→ **AUFGABENSTELLUNG**
Gib an, was die „Neuen“ laut dem Auszug so schnell wie möglich tun müssen.

→ **VORLIEGENDER AUSZUG**

Was folgt daraus? Wir werden die Menschen nur zurückgewinnen, wenn wir sie ernst nehmen. Arbeiter, Bauern, Pflegekräfte und Erzieherinnen, Postboten und Reinigungskräfte sind tragende Säulen unserer Gesellschaft. Sie brauchen die materielle und ideelle Anerkennung, die sie verdienen. Sie müssen mehr gehört werden. Und wir brauchen mehr Gerechtigkeit!
Insbesondere müssen wir aus dem Krisenmodus herauskommen. Eine Regierung, die erfolgreich sein will, muss eine positive Vision malen. Die Politik, aber auch die Nichtregierungsorganisationen, die Klimabewegung und schließlich die Medien müssen aufhören, Zukunftspessimismus zu verbreiten, und stattdessen Wege zu einem gemeinsamen solidarischen Zusammenleben propagieren. Wir können den Klimawandel stoppen, wir können die Ungleichheit abbauen. Zugleich muss alles getan werden, um die Einwanderung gut zu managen. Die „Neuen“ müssen so schnell wie möglich Deutsch lernen und Arbeit aufnehmen. Und wir brauchen ausreichend günstige Wohnungen – und zwar für alle!

→ **GEGEBENES MATERIAL**
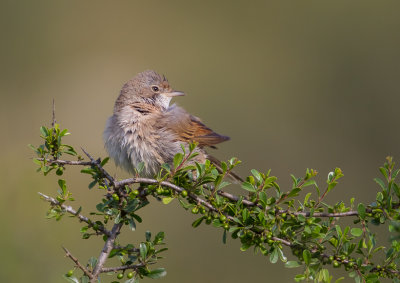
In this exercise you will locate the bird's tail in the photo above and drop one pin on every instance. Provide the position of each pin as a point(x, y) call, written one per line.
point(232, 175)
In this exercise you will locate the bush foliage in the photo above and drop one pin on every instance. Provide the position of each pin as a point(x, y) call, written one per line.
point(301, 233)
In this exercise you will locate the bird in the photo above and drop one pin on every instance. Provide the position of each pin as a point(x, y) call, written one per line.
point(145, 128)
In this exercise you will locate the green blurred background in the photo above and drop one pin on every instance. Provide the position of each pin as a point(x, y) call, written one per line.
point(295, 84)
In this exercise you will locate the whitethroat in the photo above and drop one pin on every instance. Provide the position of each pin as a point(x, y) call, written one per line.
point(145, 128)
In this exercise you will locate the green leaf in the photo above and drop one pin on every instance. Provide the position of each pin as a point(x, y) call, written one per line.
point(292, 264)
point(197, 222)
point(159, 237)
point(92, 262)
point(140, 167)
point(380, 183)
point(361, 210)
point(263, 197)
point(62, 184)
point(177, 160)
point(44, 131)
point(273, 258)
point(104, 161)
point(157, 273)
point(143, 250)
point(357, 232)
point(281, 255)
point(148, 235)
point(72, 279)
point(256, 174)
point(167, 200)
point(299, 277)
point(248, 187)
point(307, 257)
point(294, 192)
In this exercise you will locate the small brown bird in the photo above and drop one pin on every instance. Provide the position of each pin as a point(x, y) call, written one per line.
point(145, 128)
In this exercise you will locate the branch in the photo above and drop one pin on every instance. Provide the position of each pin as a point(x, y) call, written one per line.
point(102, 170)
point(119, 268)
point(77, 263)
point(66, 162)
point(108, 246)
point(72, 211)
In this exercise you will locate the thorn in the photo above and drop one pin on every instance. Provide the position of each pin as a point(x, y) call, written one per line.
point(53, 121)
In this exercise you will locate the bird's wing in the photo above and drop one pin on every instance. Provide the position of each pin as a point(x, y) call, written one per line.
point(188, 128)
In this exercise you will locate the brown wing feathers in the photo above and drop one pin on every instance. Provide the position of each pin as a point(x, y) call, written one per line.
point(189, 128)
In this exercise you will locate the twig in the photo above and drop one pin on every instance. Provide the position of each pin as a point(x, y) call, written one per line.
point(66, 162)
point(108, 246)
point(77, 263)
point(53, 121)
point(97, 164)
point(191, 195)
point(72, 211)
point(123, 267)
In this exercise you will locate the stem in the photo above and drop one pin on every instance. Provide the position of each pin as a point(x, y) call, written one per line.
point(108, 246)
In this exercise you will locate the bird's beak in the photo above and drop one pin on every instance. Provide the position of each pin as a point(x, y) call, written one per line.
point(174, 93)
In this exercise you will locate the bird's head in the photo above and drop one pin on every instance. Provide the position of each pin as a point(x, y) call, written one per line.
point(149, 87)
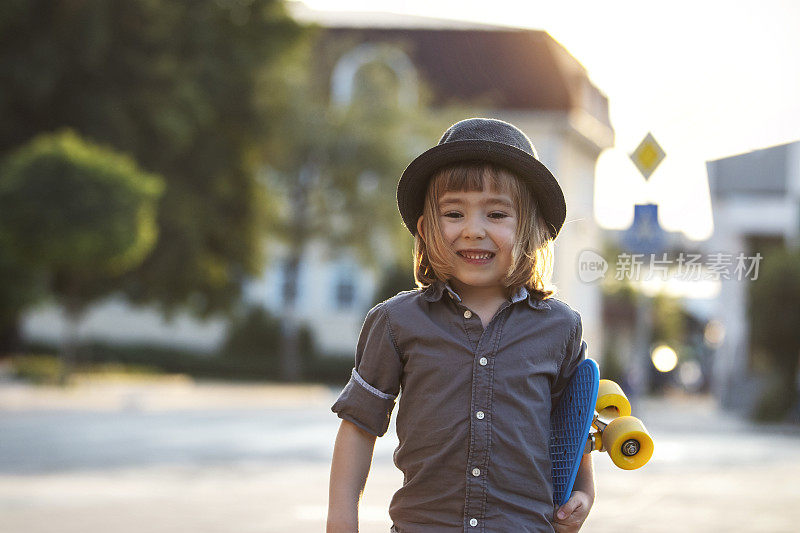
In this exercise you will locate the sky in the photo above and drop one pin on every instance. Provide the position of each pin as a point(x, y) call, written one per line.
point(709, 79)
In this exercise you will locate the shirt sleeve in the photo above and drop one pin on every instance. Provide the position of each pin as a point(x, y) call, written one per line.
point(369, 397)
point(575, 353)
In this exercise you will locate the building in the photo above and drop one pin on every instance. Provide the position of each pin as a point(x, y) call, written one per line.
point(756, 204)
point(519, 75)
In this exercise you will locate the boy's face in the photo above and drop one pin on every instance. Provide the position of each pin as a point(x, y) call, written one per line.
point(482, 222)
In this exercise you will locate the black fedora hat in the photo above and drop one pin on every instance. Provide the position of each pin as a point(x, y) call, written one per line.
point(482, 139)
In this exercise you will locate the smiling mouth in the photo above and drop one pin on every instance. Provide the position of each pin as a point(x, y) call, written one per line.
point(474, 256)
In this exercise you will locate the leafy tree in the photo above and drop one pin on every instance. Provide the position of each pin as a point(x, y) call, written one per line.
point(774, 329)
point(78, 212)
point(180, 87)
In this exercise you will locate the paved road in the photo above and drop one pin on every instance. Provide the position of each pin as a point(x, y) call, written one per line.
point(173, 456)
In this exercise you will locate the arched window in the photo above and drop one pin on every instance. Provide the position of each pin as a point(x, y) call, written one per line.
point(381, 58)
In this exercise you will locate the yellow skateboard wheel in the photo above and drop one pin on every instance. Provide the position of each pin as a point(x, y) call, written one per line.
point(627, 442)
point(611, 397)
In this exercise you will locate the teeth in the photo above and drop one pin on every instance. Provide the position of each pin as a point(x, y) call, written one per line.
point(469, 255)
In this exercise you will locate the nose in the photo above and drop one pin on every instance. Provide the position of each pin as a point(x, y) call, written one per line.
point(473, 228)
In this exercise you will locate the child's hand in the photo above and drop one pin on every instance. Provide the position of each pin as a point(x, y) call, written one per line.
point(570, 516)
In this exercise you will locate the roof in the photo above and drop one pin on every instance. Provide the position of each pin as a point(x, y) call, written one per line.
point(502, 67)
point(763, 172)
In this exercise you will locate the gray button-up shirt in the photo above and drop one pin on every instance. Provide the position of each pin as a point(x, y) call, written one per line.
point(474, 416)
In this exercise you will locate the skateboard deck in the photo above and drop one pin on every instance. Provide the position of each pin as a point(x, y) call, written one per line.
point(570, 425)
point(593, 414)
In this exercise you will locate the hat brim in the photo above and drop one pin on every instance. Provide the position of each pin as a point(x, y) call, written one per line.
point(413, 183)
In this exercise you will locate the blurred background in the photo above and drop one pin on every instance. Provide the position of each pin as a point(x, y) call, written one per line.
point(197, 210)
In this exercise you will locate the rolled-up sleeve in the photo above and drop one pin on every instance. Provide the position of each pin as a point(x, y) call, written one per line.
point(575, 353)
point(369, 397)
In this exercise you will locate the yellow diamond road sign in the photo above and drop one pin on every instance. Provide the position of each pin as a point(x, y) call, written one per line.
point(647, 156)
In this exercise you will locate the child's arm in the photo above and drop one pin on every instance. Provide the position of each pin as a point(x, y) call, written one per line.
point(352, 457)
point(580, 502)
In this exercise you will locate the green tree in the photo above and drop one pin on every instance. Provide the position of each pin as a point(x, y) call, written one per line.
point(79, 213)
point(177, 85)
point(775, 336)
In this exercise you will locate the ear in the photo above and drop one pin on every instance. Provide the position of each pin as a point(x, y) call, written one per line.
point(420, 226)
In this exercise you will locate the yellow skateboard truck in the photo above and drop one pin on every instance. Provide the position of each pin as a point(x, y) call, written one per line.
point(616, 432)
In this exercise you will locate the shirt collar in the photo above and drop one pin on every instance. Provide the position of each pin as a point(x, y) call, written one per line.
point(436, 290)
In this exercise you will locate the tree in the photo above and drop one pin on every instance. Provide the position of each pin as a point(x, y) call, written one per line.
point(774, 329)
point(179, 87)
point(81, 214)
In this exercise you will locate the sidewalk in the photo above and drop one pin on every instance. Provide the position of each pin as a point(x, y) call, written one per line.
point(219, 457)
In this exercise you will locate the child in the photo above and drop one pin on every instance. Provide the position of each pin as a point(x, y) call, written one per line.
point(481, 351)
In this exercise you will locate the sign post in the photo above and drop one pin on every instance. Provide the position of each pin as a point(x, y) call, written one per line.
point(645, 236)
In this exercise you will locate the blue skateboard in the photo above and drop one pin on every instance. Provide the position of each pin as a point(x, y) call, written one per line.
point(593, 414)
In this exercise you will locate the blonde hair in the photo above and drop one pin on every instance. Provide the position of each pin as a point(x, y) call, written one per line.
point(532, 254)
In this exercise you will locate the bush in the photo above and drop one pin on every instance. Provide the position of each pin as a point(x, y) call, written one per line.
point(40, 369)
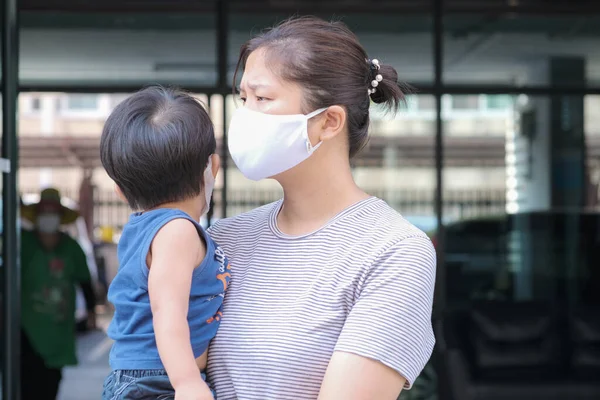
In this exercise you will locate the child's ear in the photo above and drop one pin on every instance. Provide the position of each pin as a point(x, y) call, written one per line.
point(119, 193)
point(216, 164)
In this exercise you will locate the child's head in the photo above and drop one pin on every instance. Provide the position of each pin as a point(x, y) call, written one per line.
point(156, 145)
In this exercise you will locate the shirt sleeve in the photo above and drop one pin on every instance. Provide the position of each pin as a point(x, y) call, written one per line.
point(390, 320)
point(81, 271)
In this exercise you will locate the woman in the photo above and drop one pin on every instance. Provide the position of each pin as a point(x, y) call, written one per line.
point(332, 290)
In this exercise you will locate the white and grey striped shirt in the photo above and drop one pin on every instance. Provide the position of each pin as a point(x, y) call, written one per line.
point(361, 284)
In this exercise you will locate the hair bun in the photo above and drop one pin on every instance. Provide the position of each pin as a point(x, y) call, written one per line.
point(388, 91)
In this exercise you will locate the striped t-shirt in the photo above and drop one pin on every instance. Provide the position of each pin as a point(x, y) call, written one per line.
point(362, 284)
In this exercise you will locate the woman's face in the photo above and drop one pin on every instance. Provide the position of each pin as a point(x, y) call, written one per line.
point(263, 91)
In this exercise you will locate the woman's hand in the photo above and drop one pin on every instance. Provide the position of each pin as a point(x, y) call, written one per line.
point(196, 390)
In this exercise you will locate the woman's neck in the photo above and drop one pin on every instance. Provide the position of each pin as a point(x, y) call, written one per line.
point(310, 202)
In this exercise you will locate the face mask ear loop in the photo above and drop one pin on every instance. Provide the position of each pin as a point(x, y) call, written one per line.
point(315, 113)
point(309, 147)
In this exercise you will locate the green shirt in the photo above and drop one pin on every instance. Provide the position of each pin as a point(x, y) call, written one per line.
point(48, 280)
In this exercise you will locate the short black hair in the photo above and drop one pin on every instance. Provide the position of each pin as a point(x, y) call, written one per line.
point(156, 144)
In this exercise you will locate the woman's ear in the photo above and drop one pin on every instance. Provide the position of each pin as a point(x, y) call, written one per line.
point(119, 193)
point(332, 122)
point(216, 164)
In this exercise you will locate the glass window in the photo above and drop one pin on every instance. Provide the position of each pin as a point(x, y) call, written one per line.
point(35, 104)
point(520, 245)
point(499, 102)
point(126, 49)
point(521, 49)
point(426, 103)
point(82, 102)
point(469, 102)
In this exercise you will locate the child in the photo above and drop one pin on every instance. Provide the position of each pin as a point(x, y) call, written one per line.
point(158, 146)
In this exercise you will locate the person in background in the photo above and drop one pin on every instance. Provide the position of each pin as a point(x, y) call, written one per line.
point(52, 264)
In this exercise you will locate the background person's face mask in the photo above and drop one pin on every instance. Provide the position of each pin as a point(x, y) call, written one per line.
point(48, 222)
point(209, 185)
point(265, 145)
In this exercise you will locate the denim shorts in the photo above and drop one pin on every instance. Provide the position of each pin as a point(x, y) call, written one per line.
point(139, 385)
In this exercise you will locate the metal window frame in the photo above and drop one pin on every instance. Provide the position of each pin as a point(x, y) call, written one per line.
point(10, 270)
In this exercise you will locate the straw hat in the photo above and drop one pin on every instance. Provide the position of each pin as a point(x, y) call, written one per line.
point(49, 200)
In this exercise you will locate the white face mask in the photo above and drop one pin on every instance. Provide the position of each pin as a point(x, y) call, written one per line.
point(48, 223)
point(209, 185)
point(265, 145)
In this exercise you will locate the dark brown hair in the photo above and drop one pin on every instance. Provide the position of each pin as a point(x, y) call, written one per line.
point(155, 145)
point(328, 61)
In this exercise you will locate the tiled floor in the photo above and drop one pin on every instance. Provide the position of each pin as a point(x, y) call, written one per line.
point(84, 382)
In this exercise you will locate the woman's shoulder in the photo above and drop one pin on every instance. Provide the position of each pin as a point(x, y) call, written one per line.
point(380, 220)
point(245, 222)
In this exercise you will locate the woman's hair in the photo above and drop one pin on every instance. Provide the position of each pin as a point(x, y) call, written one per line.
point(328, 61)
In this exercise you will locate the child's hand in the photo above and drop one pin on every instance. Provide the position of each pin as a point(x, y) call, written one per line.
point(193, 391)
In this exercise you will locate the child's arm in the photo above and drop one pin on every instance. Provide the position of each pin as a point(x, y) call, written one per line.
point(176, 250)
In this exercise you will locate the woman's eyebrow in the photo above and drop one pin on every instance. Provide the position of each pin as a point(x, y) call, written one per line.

→ **ERGEBNIS**
Sie müssen so schnell wie möglich Deutsch lernen und Arbeit aufnehmen.